* [Task 1]: In the article on UK law firm profits, what has been the most common long-term level of people costs as a proportion of earned income?
* [Task 2]: List the most common key performance indicators that the article on UK law firm profits names for monitoring productivity and core profit margins.
* [Task 3]: Resume the article on UK law firm profits after its final sentence.

* [Document excerpt]:
....
Law firm profits: resilience masking decline

Post-Covid profitability has remained strong, but declining productivity and rising costs suggest underlying pressures are building across UK law firms
For a large proportion of UK law firms, the financial year ending in 2021 was one of their most profitable in the last 30 years.
A perfect set of circumstances existed: law firms saved substantial expenses from offices lying dormant, funding and support was readily available from the Government. Within firms there was great anxiety around the risks of redundancies. People were housebound with limited options to occupy their time and of course people wanted to 'look busy' so chargeable time was strong. At the same time due to the situation the UK faced during the Covid-19 pandemic the demand for legal services was also ironically very strong.
These ‘perfect’ set of circumstances largely drove an all-time high in terms of financial results reported in 2021.
The decline of law firm productivity
In the financial years that followed in 2022 to 2024 there was a decline in the level of productivity in law firms.
There are various key performance indicators (KPIs) available to firms to monitor productivity and core profit margins. Chargeable hours, fees per fee earner and people costs as a proportion of earned income (People costs) are the most common KPIs.
We do not cite gross or net profit margins on this list because whilst these are commonly quoted, they are affected by ownership decisions (the number of Equity Partners or shareholders/owners a firm has) between accounting years and between different firms. These decisions impact the costs in the profit and loss account and can distort comparison.
People costs, which builds in a notional salary for owners alongside direct payroll costs conversely tells us more reliably what it costs to generate earned income in terms of full direct costs.
In our experience most law firms over the last 30 years have been reporting a result here of between 55% and 65% with the most common long-term level being around 61%.
In 2021 this KPI dipped significantly and we were much more commonly seeing results of 56% and 57% amongst firms – keeping in mind a 1% shift in this KPI makes a large difference to profitability.
....
* [Excerpted records]:
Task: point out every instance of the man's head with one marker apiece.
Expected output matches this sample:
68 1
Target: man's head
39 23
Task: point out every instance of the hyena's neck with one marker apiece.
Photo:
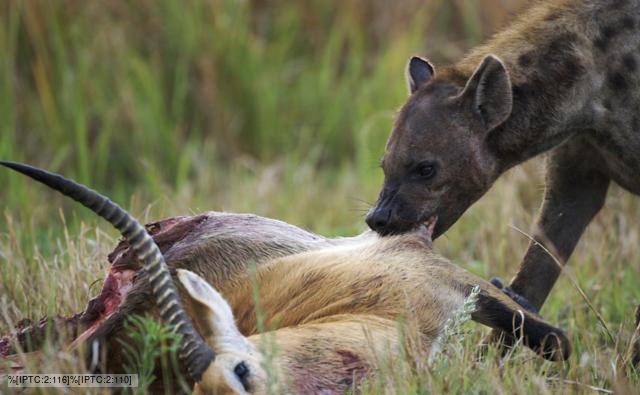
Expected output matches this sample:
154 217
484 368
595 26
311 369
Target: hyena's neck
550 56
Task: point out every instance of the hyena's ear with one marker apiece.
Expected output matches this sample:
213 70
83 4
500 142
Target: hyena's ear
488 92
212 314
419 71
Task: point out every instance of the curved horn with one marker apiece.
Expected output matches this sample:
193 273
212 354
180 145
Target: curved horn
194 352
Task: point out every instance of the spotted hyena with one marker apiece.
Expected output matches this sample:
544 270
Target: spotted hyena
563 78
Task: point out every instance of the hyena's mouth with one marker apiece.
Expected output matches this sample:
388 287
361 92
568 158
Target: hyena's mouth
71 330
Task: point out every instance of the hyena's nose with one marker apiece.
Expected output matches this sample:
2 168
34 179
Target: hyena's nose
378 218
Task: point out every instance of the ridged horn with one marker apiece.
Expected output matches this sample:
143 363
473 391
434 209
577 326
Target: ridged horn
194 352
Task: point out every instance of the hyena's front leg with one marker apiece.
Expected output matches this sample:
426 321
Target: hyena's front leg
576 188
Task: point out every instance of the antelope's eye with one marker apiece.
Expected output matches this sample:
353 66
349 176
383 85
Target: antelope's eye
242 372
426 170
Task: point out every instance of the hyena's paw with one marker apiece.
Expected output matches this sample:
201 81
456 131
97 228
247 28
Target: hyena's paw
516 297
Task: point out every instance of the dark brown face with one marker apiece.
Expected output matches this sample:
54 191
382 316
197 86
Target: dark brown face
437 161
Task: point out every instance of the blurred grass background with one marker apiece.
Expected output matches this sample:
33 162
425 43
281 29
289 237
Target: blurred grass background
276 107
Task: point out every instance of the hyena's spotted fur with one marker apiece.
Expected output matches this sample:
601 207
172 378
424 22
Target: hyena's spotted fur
....
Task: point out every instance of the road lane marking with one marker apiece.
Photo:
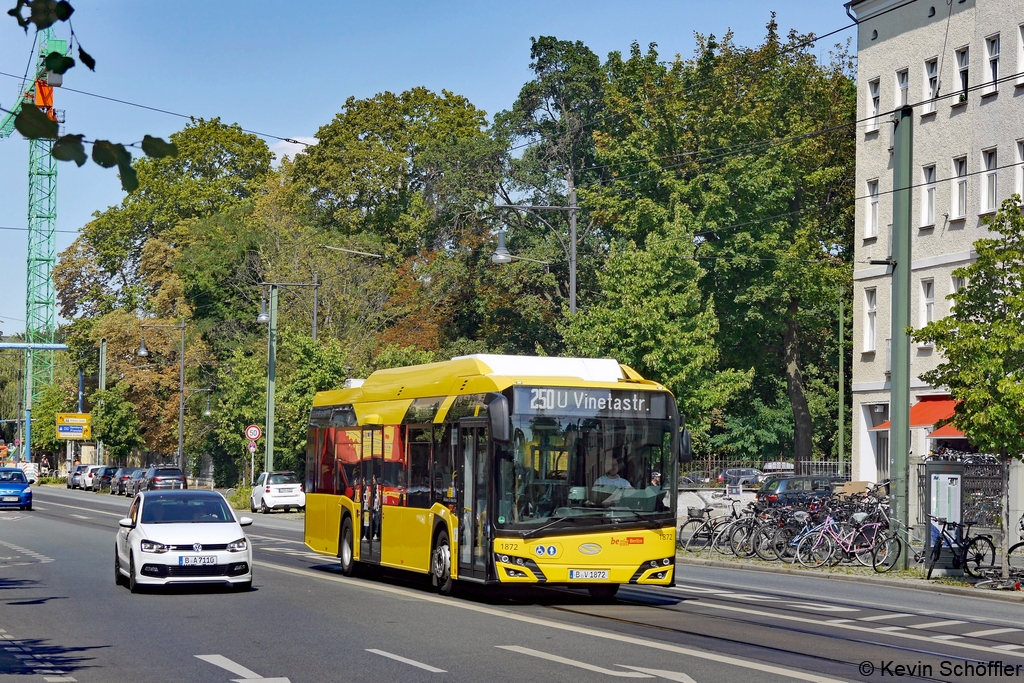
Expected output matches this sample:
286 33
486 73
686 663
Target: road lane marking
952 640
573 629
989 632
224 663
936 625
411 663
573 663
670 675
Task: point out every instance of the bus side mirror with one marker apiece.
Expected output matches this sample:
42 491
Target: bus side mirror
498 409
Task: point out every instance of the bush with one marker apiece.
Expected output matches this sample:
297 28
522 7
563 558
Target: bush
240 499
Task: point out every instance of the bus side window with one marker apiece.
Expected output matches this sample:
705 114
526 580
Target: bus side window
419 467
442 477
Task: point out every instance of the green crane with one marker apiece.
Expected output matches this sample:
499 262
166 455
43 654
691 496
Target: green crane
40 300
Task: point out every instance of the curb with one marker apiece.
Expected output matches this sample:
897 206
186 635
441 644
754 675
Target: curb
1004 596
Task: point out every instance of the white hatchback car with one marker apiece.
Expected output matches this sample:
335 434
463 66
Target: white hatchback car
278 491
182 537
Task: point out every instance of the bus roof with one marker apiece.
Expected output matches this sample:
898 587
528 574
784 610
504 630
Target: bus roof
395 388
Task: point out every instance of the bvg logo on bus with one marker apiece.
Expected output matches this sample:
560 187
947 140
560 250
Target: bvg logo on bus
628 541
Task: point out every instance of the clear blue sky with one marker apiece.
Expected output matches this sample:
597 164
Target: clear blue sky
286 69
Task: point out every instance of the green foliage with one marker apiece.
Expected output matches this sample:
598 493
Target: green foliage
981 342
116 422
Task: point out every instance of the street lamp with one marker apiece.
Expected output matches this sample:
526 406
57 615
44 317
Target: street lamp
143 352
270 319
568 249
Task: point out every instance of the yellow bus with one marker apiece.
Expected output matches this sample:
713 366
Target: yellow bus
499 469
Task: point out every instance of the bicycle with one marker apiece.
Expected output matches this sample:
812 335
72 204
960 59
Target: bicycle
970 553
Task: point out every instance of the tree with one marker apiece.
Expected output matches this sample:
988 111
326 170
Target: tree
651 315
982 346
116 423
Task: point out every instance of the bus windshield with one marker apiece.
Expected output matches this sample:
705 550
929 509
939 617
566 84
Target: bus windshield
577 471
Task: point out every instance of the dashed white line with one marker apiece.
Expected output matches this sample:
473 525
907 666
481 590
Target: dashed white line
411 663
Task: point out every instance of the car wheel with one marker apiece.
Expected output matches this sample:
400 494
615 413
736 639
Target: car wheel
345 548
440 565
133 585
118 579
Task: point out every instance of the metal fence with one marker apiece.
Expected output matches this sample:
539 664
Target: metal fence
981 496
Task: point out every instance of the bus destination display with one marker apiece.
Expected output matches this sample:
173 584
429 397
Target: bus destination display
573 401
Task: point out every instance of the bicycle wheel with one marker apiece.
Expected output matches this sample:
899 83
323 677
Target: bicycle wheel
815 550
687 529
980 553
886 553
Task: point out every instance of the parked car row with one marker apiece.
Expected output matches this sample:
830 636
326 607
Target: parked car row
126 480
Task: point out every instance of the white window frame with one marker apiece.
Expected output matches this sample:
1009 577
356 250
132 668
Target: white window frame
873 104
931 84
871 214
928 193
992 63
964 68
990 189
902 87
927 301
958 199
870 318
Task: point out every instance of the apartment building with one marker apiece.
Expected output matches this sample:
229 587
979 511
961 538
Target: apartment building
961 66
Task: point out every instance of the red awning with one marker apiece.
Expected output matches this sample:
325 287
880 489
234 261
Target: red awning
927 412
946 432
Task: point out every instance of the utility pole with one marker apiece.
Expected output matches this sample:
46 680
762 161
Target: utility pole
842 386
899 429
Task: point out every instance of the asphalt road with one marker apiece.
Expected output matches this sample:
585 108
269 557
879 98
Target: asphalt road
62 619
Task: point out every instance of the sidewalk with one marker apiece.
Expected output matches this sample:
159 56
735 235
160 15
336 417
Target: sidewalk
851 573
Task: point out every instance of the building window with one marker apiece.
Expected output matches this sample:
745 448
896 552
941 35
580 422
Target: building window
....
* [Task output 1]: Around 61%.

* [Task output 2]:
- Chargeable hours
- Fees per fee earner
- People costs as a proportion of earned income (People costs)

* [Task output 3]:
However, if we look at the results of firms in 2022 to 2024, we will commonly find that this KPI was worsening and by 2024 it was common to see a result of 64% or 65% - worse than the longer-term average of 61%.
During this period there were a couple of significant background factors in the legal sector.
Chargeable hours were declining
The short-term boost from COVID in terms of productivity where there was anxiety over job security faded. Law firms were locked into arrangements and a culture of fee earners working remotely. It would be an unpopular comment to link these factors but as independent statements data shows that chargeable hours have declined post COVID compared to pre-COVID and coterminously working from home has expanded.
PwC Legal survey - Top 51 – 100 firms
| Chargeable hours p.a. | ||
Category/ Average | 2025 | 2024 | 2020 |
3-5 years PQ | 1,127 | 1,154 |
|
6-8 years PQ | 1,088 | 1,126 |
|
Fixed Share Members | 812 | 832 |
|
1-9 years PQ | 1,097 |
| 1,139 |
Law Society survey
| 2024 | 2023 | 2022 | 2021 |
Average chargeable hours p.a. | 773 | 793 | 841 | 861 |
Salary Inflation
Attracting and retaining talent is almost always cited as one of the largest challenges that law firms face. In 2022 demand for talent exploded in the backdrop of high demand for legal services. We all remember the headlines for the increasing rates for newly qualified and of course there was a similar experience across many levels of people costs in firms.
The table below illustrates the levels of income growth compared with employee cost growth that we commonly saw in these 3 years across the sector.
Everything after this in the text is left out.